**Exercise goal:** According to the open letter to Legal Aid Ontario, which act governs Legal Aid Ontario?

Passage for review START

Open Letter to Legal Aid Ontario (LAO)
Open Letter to Legal Aid Ontario (LAO)
From: Yoyisa.com | Date: May 28, 2025
To the Leadership of Legal Aid Ontario,
We are writing on behalf of members of the public who are financially eligible for legal clinic services (funded by LAO), yet are being denied access — without any reason, transparency, or internal review process.
This is not only unacceptable. It is unlawful.
Legal Aid Ontario is governed by the Legal Aid Services Act, 2020, which mandates transparency, equity, and public accountability in the delivery of legal services. Your organization receives millions in public funding to ensure access to justice for low-income individuals. And yet, the system currently allows legal clinics to refuse service without explanation — even to those who meet your own eligibility requirements.
One of our members recently submitted a "personal" FIPPA request asking for disclosure of service agreements between LAO and the Black Legal Action Centre (BLAC). LAO denied the service agreements for Halton Community Legal Services.
We now ask the following:
Is Halton Community Legal Services the “third party” objecting to disclosure?
Are additional third parties — private, corporate, or government — involved?
What are the grounds for these objections, and what statutory exemptions are being claimed?
Under section 23 of FIPPA, what public interest assessment has LAO undertaken in deciding to withhold this record?
Let us be clear: If a legal aid clinic is allowed to deny service with no transparency or oversight, then the entire framework of access to justice is compromised.
We are calling on LAO to:
Disclose the service agreements in question;
Clarify the decision-making framework clinics use to deny services;
Affirm your commitment to transparency, fairness, and equity from the legal aid clinics you fund.
Justice cannot be secretive. LAO must be accountable not only to those it serves — but to every taxpayer who funds its work.

Passage for review END
Data to examine START

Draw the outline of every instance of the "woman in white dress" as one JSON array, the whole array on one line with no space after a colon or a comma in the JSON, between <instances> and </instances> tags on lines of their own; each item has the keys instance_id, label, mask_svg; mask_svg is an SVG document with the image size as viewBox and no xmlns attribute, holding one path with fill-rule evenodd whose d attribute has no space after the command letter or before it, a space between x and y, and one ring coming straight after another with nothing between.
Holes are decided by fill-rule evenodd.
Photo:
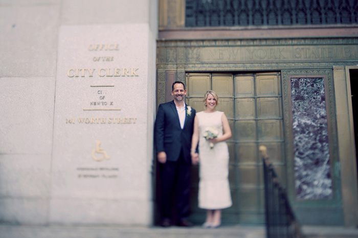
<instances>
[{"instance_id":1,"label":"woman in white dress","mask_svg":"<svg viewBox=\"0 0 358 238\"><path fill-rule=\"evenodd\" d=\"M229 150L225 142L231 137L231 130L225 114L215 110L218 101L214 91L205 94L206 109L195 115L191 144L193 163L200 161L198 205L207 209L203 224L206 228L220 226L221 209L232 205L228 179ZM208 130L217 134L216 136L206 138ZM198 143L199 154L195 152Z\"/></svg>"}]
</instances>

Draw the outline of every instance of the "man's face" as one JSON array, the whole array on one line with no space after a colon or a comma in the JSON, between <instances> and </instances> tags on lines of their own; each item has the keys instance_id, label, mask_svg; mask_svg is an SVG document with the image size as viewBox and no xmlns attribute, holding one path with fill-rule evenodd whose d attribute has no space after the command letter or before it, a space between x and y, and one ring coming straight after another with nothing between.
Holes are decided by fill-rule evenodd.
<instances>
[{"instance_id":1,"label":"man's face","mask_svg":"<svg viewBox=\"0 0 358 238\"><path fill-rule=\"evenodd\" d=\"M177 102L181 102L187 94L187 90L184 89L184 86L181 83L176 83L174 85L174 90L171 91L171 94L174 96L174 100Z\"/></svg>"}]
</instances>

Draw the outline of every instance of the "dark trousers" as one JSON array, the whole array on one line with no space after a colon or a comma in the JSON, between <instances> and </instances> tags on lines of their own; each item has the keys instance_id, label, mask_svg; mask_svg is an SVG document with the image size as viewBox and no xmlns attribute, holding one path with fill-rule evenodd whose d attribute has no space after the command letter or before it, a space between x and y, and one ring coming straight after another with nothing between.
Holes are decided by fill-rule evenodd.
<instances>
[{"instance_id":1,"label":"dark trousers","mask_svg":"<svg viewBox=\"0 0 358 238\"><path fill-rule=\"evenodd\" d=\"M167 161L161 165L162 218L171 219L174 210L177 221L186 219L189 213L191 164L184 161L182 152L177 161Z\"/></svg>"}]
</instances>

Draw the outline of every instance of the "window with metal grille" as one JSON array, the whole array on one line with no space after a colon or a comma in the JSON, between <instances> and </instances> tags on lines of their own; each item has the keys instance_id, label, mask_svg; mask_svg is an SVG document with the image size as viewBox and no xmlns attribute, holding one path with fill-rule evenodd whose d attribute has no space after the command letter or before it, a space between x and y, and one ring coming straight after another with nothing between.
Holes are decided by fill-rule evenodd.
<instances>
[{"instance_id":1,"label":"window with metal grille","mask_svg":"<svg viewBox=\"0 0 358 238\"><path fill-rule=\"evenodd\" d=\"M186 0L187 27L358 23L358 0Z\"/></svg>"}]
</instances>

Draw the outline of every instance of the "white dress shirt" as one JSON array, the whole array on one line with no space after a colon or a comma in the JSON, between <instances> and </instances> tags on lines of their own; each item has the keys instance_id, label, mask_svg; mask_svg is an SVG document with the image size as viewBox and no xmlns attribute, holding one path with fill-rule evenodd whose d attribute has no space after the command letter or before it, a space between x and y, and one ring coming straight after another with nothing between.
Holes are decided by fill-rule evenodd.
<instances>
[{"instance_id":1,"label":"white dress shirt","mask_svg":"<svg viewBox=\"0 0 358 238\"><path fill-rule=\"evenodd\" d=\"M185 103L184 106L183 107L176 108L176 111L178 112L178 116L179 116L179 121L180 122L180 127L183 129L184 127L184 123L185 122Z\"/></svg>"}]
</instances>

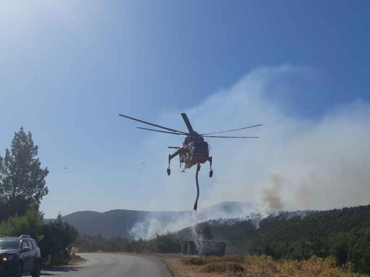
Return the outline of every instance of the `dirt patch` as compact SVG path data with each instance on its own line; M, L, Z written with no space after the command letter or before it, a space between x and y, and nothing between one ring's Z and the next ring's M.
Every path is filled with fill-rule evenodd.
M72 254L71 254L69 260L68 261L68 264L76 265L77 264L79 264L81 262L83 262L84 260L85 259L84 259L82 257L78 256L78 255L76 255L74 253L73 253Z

Data to examine END
Data to examine START

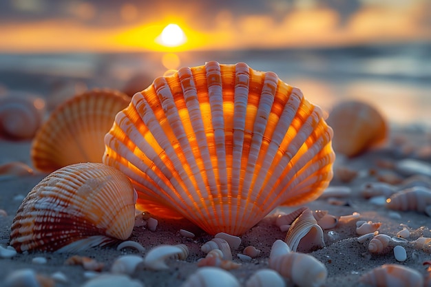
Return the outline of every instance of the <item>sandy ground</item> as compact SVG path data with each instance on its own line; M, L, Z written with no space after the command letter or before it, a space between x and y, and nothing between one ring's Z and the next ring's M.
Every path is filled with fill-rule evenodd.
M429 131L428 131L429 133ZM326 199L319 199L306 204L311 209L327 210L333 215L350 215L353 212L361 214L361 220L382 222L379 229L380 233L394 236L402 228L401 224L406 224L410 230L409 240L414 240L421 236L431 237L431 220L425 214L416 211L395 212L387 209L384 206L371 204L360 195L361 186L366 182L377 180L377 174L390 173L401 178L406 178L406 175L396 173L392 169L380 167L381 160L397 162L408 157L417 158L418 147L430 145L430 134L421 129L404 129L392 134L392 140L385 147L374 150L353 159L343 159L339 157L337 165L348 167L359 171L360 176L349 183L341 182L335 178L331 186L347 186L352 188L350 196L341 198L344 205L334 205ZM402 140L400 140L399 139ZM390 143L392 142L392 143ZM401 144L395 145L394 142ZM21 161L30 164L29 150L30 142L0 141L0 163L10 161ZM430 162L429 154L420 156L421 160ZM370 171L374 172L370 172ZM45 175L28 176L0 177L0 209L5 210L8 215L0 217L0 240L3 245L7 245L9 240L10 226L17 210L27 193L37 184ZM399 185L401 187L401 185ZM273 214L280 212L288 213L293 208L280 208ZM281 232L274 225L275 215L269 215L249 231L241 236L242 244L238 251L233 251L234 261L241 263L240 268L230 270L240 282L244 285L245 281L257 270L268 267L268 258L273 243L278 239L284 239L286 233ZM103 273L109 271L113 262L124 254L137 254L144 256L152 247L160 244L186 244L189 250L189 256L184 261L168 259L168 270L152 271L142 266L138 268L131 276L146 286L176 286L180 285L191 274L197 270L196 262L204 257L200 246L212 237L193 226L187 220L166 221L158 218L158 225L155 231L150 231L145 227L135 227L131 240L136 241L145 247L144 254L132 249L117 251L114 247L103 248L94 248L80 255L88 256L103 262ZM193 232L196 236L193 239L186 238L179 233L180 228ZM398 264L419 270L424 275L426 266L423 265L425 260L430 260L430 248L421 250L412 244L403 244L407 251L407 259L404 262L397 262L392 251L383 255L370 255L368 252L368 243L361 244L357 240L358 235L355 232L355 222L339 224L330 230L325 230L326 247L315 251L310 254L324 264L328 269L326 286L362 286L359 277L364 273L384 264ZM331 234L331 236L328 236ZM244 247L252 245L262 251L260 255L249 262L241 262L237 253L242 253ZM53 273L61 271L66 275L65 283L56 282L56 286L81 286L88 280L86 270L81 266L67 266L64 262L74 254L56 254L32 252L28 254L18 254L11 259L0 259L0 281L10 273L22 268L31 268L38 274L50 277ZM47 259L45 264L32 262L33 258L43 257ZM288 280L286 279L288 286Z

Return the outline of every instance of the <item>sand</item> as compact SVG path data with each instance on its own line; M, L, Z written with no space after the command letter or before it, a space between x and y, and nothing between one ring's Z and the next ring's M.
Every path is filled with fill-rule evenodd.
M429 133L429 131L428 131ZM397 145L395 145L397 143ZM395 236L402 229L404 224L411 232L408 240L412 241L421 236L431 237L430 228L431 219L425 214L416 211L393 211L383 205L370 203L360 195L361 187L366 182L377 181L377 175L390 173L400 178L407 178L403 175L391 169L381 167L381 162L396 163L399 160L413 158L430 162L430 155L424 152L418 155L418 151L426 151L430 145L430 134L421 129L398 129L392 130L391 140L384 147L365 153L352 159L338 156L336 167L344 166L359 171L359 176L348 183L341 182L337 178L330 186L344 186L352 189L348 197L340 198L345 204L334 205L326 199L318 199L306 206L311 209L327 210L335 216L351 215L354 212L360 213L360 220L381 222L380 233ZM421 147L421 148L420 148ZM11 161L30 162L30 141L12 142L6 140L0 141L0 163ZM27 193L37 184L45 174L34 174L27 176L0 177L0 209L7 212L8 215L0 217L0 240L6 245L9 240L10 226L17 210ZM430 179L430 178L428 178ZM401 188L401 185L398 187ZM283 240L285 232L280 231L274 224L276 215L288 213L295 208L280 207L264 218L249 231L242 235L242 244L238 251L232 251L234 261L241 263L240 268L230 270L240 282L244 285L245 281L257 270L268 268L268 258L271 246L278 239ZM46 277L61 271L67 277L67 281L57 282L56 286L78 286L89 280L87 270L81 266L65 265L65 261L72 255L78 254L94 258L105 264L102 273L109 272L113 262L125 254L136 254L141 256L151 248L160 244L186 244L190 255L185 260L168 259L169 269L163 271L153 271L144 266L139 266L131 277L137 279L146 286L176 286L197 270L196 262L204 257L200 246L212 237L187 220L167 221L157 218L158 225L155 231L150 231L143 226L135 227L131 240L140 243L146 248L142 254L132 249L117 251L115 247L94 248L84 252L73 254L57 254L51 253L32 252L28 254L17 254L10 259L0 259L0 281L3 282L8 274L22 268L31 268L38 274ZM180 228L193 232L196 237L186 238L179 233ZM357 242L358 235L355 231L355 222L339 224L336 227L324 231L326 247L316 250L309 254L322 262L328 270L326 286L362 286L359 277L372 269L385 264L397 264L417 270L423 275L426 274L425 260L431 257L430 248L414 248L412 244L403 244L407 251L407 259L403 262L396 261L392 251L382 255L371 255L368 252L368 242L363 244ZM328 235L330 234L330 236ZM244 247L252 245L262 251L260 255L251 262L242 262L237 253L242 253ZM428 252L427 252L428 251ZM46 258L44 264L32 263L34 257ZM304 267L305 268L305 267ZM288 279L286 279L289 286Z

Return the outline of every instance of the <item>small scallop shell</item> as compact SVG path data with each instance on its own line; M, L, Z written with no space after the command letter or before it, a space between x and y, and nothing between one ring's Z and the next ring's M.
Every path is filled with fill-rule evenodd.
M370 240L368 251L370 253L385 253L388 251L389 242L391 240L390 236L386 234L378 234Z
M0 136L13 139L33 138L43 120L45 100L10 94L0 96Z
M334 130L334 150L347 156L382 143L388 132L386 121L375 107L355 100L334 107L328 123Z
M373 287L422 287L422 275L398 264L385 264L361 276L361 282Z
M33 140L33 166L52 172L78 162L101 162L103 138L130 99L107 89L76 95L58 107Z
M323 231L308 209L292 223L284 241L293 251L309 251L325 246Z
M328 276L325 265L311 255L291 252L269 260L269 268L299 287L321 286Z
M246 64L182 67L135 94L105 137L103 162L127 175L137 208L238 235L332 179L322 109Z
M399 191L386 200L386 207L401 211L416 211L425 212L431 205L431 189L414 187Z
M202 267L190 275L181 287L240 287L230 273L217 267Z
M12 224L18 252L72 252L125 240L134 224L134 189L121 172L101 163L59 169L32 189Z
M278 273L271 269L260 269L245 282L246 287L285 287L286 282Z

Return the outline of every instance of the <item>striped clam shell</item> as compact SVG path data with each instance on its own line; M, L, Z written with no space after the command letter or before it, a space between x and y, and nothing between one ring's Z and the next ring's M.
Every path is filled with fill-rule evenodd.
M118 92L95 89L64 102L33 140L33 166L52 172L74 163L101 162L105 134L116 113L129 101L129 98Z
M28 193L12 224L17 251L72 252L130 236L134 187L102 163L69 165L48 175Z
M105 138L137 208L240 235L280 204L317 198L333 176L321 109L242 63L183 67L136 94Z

Data to examine END

**Answer space:** The Legal Aid Services Act, 2020.